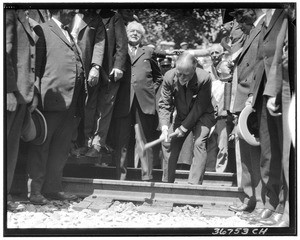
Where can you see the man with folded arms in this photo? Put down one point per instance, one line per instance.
(60, 80)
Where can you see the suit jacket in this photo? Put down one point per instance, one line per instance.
(277, 73)
(142, 79)
(20, 56)
(56, 68)
(266, 51)
(245, 66)
(116, 43)
(91, 40)
(192, 106)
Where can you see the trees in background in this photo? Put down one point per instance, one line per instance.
(195, 26)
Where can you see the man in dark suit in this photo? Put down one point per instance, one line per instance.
(89, 33)
(250, 21)
(135, 101)
(111, 73)
(278, 90)
(20, 77)
(60, 79)
(270, 127)
(188, 89)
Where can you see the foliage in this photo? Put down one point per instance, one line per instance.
(178, 25)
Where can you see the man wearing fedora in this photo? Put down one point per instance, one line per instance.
(61, 83)
(270, 126)
(20, 92)
(250, 21)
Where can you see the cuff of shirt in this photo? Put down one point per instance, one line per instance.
(183, 128)
(164, 127)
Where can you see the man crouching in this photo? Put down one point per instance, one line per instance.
(188, 89)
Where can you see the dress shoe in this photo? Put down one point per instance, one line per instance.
(93, 152)
(106, 149)
(281, 223)
(263, 215)
(78, 152)
(38, 199)
(272, 220)
(61, 196)
(14, 207)
(241, 208)
(255, 213)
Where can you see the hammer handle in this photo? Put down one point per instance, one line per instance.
(157, 141)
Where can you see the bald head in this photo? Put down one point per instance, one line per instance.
(185, 67)
(186, 60)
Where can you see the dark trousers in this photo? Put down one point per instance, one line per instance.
(124, 125)
(99, 112)
(171, 151)
(46, 162)
(286, 156)
(15, 121)
(270, 135)
(251, 179)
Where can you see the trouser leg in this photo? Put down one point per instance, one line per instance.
(197, 169)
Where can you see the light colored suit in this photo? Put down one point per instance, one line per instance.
(20, 77)
(61, 83)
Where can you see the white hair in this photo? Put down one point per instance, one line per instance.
(134, 24)
(216, 47)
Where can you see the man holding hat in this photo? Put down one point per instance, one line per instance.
(60, 79)
(20, 92)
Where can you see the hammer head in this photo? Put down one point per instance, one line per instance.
(140, 144)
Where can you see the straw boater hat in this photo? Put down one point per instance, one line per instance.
(35, 128)
(245, 129)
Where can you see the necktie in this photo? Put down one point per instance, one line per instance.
(133, 49)
(268, 17)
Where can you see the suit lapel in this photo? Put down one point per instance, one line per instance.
(139, 53)
(191, 89)
(273, 20)
(54, 28)
(25, 23)
(253, 34)
(105, 21)
(85, 21)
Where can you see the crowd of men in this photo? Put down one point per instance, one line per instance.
(79, 80)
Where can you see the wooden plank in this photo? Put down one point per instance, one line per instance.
(157, 207)
(81, 205)
(238, 161)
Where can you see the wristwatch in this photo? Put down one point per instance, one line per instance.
(96, 66)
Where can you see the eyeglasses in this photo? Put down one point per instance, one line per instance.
(215, 52)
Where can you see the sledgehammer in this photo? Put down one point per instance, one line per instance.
(141, 146)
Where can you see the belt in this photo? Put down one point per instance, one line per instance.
(221, 117)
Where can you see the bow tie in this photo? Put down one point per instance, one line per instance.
(65, 27)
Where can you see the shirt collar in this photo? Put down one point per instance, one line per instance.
(257, 20)
(58, 23)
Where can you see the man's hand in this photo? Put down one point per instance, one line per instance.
(272, 108)
(11, 102)
(34, 103)
(180, 132)
(249, 101)
(165, 135)
(118, 74)
(93, 77)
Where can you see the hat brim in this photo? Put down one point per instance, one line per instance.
(242, 127)
(41, 127)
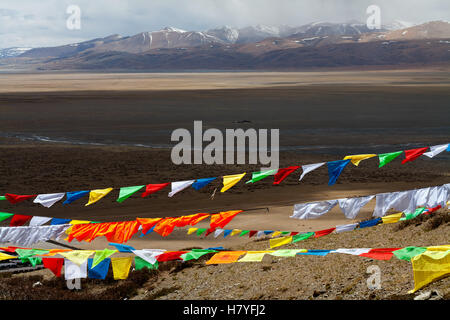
· · ·
- _Directions_:
Pull out every line of the material above that contains the string "shirt", reproducing each one verbatim on its own line.

- _Final result_:
Where can you see the cuff of shirt in this photo? Put down one point per instance, one line per instance.
Where can you see the shirt collar in this photo? Put down one point per instance, one line per instance.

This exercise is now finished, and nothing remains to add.